Directions for this task:
Locate the line that contains "Phrase: bridge support column" in the entries below, then repeat it and every following line through the line that contains "Phrase: rocky shore", exactly, and no others.

Task data below:

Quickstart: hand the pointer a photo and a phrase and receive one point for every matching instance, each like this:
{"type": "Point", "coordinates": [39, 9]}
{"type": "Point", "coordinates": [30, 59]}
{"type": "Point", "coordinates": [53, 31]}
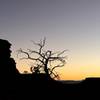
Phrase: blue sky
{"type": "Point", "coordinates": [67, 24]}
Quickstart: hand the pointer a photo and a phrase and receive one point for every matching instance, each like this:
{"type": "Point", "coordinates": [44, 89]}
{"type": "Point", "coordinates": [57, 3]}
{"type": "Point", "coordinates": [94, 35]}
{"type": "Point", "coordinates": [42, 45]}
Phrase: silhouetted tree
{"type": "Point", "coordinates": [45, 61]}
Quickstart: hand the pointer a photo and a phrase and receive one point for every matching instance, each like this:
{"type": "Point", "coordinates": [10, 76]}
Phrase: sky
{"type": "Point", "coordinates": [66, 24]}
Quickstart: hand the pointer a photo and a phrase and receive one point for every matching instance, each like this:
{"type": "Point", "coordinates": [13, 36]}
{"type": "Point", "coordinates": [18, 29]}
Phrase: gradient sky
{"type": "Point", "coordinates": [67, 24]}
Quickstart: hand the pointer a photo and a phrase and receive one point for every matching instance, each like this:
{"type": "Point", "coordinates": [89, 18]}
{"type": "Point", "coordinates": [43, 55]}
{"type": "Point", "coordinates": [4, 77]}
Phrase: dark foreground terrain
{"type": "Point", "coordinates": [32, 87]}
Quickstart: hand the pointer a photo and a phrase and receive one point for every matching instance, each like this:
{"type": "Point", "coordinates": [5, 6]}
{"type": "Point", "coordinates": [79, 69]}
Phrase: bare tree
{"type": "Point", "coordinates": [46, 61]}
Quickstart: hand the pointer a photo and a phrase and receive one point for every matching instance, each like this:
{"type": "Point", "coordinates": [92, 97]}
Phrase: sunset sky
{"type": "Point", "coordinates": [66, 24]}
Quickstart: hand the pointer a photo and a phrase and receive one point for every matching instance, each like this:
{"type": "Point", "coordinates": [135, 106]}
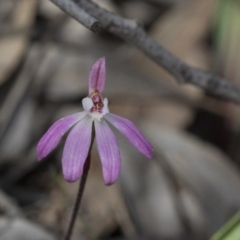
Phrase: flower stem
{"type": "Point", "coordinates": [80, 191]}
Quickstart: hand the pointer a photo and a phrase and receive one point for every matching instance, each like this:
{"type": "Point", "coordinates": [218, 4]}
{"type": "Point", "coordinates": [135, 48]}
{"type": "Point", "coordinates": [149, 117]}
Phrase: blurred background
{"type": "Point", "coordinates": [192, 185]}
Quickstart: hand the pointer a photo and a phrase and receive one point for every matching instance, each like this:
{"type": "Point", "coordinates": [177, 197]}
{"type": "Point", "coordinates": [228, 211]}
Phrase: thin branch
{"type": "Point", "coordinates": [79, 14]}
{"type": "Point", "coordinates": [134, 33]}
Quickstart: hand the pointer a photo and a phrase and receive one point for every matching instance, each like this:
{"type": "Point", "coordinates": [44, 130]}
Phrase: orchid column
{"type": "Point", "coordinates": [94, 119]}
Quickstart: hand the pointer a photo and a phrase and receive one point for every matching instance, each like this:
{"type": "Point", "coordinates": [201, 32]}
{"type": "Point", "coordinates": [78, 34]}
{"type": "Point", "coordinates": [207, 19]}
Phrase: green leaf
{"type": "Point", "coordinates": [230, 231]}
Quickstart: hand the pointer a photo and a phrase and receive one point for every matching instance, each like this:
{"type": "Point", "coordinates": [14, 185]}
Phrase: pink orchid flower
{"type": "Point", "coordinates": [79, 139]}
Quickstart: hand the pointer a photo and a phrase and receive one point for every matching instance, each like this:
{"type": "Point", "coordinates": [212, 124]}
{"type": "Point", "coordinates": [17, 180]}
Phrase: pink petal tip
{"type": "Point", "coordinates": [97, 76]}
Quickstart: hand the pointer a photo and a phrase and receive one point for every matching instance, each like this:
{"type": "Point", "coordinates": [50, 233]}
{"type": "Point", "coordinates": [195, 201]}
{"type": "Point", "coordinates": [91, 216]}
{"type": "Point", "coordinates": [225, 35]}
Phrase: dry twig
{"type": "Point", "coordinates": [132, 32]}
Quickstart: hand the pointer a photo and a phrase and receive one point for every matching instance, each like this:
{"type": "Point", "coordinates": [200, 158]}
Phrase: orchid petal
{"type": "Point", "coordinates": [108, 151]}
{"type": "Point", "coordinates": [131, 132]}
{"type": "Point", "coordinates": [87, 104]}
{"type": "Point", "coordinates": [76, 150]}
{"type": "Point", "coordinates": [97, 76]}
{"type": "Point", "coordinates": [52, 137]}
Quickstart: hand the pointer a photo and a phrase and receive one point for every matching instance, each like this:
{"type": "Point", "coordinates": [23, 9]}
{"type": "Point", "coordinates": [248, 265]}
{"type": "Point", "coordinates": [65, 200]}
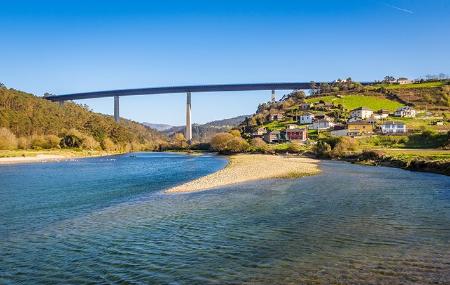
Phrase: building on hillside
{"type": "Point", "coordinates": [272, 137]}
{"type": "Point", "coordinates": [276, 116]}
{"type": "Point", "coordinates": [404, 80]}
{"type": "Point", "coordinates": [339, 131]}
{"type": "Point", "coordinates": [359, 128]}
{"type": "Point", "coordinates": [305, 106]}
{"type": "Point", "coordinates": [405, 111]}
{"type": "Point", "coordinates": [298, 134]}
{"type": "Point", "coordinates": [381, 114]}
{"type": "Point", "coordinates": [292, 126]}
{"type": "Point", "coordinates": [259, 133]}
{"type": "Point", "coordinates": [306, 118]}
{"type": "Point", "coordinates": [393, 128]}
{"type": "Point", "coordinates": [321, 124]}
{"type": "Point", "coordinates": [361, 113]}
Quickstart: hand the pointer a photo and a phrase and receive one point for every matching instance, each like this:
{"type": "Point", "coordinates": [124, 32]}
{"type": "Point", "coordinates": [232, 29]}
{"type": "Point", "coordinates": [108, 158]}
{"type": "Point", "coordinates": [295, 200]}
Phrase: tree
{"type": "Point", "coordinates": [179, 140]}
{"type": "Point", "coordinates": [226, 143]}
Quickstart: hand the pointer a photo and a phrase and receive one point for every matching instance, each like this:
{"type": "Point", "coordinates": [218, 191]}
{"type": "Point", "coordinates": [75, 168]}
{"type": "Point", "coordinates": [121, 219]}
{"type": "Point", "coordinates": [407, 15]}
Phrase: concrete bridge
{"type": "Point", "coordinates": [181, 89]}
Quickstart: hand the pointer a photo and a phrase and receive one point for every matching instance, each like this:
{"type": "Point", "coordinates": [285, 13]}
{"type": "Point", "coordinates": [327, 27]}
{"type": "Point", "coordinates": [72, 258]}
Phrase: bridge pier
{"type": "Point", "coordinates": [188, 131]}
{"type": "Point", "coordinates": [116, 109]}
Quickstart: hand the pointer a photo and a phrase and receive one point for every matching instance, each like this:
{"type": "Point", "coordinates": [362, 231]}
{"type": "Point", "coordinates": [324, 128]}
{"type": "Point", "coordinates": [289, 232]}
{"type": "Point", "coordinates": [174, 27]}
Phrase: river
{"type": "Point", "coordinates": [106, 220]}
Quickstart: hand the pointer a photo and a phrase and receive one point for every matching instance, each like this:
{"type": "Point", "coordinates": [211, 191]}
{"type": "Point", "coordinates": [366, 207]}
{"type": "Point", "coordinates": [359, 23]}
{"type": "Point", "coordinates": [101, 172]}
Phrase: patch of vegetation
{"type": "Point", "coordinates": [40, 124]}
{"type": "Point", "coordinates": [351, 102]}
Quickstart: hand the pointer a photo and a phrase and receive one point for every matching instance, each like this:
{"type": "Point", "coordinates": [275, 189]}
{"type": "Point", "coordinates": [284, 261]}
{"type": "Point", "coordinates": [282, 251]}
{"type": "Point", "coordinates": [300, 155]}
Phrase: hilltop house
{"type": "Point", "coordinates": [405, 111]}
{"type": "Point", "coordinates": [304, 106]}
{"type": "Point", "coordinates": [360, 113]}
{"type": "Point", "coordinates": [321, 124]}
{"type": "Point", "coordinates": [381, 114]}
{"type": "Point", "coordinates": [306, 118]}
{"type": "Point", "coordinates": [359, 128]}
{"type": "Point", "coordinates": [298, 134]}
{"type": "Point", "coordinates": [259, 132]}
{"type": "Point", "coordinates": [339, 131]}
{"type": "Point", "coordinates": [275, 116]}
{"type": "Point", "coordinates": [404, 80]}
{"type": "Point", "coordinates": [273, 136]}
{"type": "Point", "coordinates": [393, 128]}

End of Task data.
Task data below:

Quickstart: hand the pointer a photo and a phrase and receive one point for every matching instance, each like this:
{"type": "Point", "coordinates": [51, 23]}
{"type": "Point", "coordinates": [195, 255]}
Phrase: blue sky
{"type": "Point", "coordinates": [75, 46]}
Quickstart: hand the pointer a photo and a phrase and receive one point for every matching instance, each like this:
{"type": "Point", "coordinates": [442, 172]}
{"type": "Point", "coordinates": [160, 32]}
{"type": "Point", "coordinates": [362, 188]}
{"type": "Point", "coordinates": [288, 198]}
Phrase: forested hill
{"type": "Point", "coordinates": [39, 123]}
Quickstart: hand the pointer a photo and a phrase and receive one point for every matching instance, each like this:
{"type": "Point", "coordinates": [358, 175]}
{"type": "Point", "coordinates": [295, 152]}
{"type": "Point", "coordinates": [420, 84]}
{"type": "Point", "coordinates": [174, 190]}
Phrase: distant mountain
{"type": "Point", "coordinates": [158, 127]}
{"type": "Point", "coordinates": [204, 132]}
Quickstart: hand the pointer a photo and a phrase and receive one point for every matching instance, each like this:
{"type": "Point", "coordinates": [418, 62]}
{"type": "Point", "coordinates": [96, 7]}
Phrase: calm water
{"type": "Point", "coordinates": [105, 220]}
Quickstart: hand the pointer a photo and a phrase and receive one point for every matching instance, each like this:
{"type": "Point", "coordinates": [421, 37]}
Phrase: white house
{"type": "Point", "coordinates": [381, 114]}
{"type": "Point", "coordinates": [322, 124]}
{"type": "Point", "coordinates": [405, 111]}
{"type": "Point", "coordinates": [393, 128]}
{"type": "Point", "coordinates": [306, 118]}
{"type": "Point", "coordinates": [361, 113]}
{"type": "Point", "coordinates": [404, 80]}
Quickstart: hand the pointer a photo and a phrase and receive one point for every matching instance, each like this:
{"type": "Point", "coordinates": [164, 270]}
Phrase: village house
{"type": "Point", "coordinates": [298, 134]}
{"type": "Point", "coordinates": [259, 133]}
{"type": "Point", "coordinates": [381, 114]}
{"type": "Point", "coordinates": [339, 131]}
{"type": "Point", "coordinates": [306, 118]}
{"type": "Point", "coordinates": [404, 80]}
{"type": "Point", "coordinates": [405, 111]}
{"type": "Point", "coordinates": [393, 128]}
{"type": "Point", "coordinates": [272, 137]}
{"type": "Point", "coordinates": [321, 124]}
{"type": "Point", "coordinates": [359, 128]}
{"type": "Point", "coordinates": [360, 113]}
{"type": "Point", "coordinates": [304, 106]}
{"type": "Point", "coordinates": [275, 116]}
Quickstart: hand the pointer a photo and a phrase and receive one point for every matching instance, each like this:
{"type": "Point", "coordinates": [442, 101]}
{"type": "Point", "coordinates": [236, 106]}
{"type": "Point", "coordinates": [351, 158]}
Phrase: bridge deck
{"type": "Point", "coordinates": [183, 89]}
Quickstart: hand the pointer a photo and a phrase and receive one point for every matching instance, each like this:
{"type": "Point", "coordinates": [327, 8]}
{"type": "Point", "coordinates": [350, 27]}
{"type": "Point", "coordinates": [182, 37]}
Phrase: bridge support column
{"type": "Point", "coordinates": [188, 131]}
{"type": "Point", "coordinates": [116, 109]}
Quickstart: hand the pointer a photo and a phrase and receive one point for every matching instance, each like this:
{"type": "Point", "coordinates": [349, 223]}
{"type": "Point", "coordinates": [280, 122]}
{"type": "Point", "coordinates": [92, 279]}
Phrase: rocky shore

End of Task data.

Response for this exercise:
Phrase: bridge support column
{"type": "Point", "coordinates": [188, 131]}
{"type": "Point", "coordinates": [116, 109]}
Quickstart: hand the pointer a photo and a phrase and receive one point for every matching instance, each like this:
{"type": "Point", "coordinates": [349, 223]}
{"type": "Point", "coordinates": [280, 122]}
{"type": "Point", "coordinates": [92, 279]}
Phrase: rocky shore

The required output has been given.